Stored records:
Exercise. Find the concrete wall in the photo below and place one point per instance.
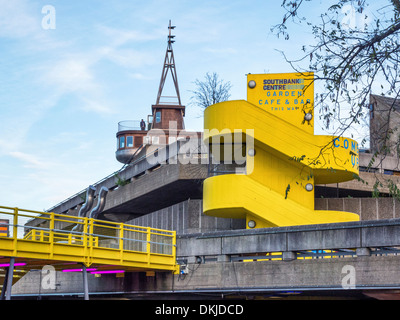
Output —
(187, 217)
(366, 208)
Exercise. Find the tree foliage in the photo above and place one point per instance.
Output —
(210, 91)
(356, 52)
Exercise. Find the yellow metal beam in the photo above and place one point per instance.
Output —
(106, 245)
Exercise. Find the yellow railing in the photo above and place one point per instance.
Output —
(119, 241)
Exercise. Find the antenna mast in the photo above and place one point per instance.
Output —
(169, 64)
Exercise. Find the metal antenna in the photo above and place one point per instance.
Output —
(169, 64)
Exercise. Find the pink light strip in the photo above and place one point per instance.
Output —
(108, 271)
(79, 270)
(17, 264)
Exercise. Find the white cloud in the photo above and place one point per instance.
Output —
(30, 160)
(16, 20)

▶ **Work instructions**: Check each line of the records for the string "Find" and copy those that have it.

▶ **Exercise response**:
Exercise. Find the concrete wall in the photo below and place one point per instance.
Exercise. Find the tree foliage in the photo above and place one point per instance.
Exercise. Find the yellow metal beam in the photo above and place one point per instance.
Exercise. Find the yellow railing in the photo above and place one point per instance.
Exercise. Find the antenna mast in the photo above and place one point per instance.
Exercise. Find the metal antenna in the photo above and place one point per instance.
Exercise. Find the pink light strip in the photo above and place one point per instance.
Exercise. Find the white cloud in the photo above and place one point per instance.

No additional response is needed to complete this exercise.